= Passage provided =
————————

Mitt Romney isn’t a naturally eloquent man. His stump speeches are nearly content-free. They combine exaggerated denunciations of President Barack Obama (“a pessimistic president,” “the great complainer”) and ardent professions of patriotism. “I love our country,” Romney announces at every stop. “I love our national anthem. ... I love it dearly. I love putting my hand over my heart.” He often closes speeches by reciting lines from “America the Beautiful.”
When he claimed victory in Iowa on Jan. 3, his syntax crumbled into Sarah Palin-like fragments. “We are an opportunity land,” he said. “People came from all over the world seeking freedom electorally, but also freedom personally, able to choose their own course in life.”
So it was noteworthy last week that when Romney addressed supporters after his New Hampshire win, he got serious and gave an actual speech, which he read from a teleprompter — a device he once mocked Obama for using.
It was a good speech, as campaign speeches go, especially when compared with the rest of this year’s lackluster oratory. And it was an important speech because it forced Romney to boil down the case for his candidacy.

————————

= Dataset content =
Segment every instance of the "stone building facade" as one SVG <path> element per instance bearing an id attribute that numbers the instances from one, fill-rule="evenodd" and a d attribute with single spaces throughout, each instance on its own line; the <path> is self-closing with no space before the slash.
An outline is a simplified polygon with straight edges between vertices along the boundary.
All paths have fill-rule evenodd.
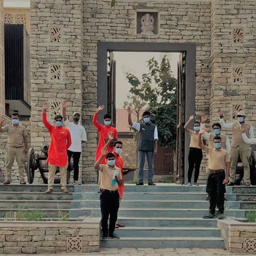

————————

= Task 1 =
Answer these questions using the passage on Romney's speeches:
(a) Which song does Romney often recite lines from to close his speeches?
(b) In which state did he claim victory on Jan. 3?
(c) What device did he read from when he addressed supporters after his New Hampshire win?
= Task 2 =
For each statement, say whether it agrees with the passage on Romney's speeches:
(a) Romney describes Obama as "the great complainer."
(b) Romney claimed victory in New Hampshire on Jan. 3.
(c) Romney once mocked Obama for using a teleprompter.
= Task 3 =
Reproduce word for word the part of the passage on Romney's speeches starting with "So it was noteworthy" and going on through "Obama for using.".
The listing above comes from a different source than the passage on Romney's speeches.

= Written answer 1 =
(a) "America the Beautiful"
(b) Iowa
(c) A teleprompter

= Written answer 2 =
(a) Yes: "exaggerated denunciations of President Barack Obama (“a pessimistic president,” “the great complainer”)"
(b) No: "When he claimed victory in Iowa on Jan. 3"
(c) Yes: "a device he once mocked Obama for using"

= Written answer 3 =
So it was noteworthy last week that when Romney addressed supporters after his New Hampshire win, he got serious and gave an actual speech, which he read from a teleprompter — a device he once mocked Obama for using.